Edit the lines below so that "photograph above" becomes "image above" wherever it occurs, leaving everything else unchanged. Omit the pictures from your answer.

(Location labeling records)
━━━━━━━━━━
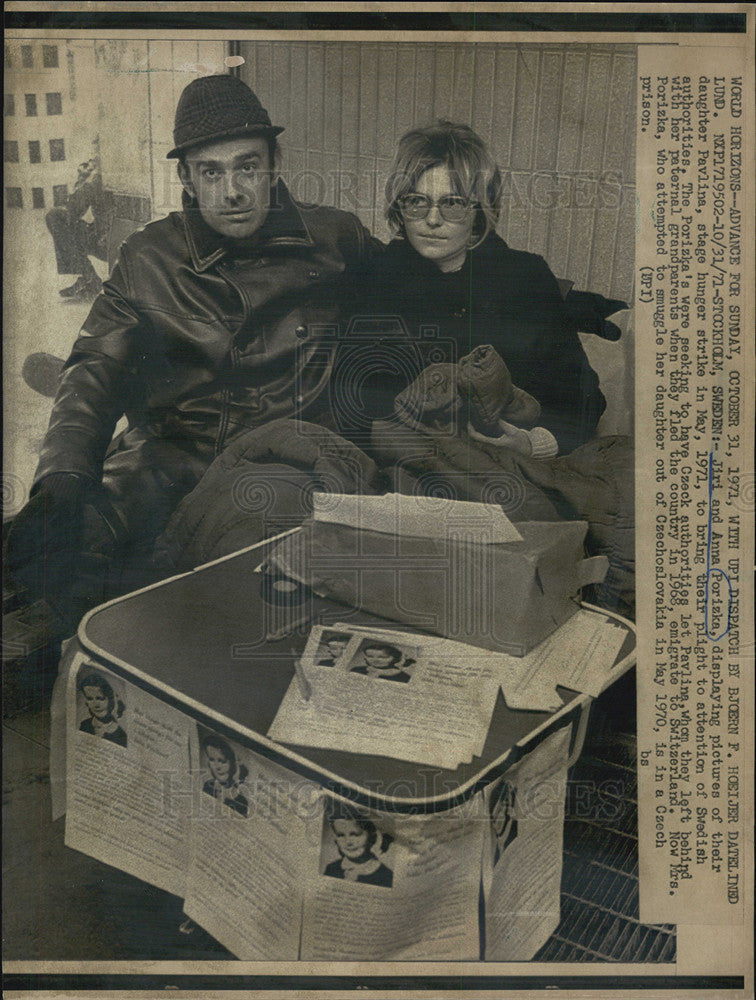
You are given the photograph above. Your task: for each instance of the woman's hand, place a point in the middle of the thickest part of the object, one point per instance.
(514, 438)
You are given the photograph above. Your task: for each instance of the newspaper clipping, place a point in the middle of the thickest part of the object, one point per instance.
(378, 499)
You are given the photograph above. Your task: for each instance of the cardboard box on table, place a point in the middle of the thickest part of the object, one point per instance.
(505, 596)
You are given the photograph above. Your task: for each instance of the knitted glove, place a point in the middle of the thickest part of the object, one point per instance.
(44, 539)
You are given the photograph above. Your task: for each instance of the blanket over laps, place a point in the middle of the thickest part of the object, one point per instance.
(263, 484)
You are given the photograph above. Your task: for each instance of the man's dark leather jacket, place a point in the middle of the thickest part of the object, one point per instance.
(197, 338)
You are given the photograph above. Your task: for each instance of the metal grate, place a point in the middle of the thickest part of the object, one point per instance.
(600, 877)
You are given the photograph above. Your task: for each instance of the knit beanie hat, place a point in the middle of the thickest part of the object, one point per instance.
(217, 107)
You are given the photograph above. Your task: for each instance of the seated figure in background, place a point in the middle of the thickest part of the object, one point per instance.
(75, 237)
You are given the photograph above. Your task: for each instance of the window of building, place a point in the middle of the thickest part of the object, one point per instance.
(57, 149)
(54, 104)
(14, 198)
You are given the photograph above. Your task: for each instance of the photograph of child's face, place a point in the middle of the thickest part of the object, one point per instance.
(355, 850)
(328, 646)
(103, 707)
(97, 701)
(384, 660)
(351, 838)
(219, 764)
(224, 774)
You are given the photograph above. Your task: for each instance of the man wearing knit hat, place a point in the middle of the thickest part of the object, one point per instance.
(207, 327)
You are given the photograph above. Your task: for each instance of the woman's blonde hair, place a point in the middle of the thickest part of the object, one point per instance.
(474, 172)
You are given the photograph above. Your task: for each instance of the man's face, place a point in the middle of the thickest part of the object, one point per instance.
(231, 181)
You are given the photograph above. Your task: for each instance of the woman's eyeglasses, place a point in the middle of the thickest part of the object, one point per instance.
(453, 208)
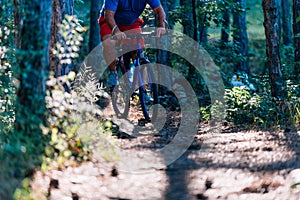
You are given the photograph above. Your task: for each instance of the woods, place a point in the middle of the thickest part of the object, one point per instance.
(43, 44)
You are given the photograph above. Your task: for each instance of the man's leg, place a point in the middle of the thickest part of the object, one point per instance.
(108, 48)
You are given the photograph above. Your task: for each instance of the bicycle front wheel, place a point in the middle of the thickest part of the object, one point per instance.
(148, 95)
(121, 100)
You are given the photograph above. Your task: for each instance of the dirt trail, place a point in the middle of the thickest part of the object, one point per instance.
(220, 164)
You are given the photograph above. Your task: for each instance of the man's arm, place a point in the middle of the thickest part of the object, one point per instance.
(160, 16)
(109, 17)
━━━━━━━━━━
### [Solution]
You are given the image above. Your task: for each instance of the woman's hand, place a point in the middle of the thickest part of the object, one point per instance.
(514, 438)
You are given the image above. Your task: for each instance of the newspaper clipping, place a point in the middle of the thickest part of the object, one point per instance.
(378, 499)
You are given the image above. Your task: for each instance of the cardboard box on table, place a point in the middle of the thickest part of the object, one point per instance.
(505, 596)
You are given the image above. Your task: for each instance of the knitted glove, place a point in the middle of the thickest part of the object, one point per instance.
(44, 539)
You are given the image above. Your task: for each instance of the blanket over laps, place a point in the middle of the thickest part of the object, one point per instance.
(263, 484)
You are given the image above. Your task: for each instance of the man's dark leather jacket, place a point in the middle of the thickest part of the object, one point per instance.
(197, 338)
You are given the image above. Your task: for each instance of the metal grate, place a point in the middle of the thickest part of the object, one point per instance.
(600, 877)
You are given the image above. Your task: for each instance of the knit beanie hat, place a point in the middle of the thickest part of the object, one point per instance.
(217, 107)
You are given the image above. Your task: for each instance of the seated figure in background, place a point in the middle of the thickest part of the object, one point per instance.
(75, 237)
You are given the image above. Your task: for each instance of the window of building, place a point in the middle of the thickest part of the object, one point per instance.
(57, 149)
(54, 104)
(14, 198)
You are given the image above. Your task: for each instance of the photograph of child's face, place a point in the middle of the thickest part of the object, one point per instance.
(355, 850)
(328, 646)
(103, 707)
(97, 701)
(384, 660)
(351, 838)
(219, 764)
(224, 774)
You are given the image above. Your task: for each instance of the man wearing knit hat, place a point in the middle of the thickest part of the object, one point per instance.
(207, 327)
You are given the image above. Your task: for each instance of the woman's blonde hair, place a point in the middle of the thickest part of the object, one point per instance.
(474, 172)
You are given the image above. Your task: for each instance of the man's face, place a point in the middle of the thickest part of the object, one point per instance.
(231, 181)
You are given the image above. Your task: for each instance of the woman's eyeglasses, place a point in the middle of the thickest part of the object, one point per instance.
(453, 208)
You are given the image above. Your task: for each instance of the woods, place a point in the middle of the thickest part of the object, one point per instance.
(43, 44)
You are given the image above. Your task: for each instance of the man's leg, place a point in the middle of the thickest part of the object, one point per instance.
(108, 48)
You are given the image above. Your task: for each instance of the bicycle front wheel, place a point in the middle of the thickest part of the object, one point per instance.
(148, 95)
(121, 100)
You are given the image above. Your task: for each instance of the dirt trail, place a point in the middle of the thickest part of the object, one point per instance.
(220, 164)
You are given the image above. Your task: for each instance of the man's arm, place a point in the middle of the thickest part of the object, one point per instance.
(160, 16)
(109, 17)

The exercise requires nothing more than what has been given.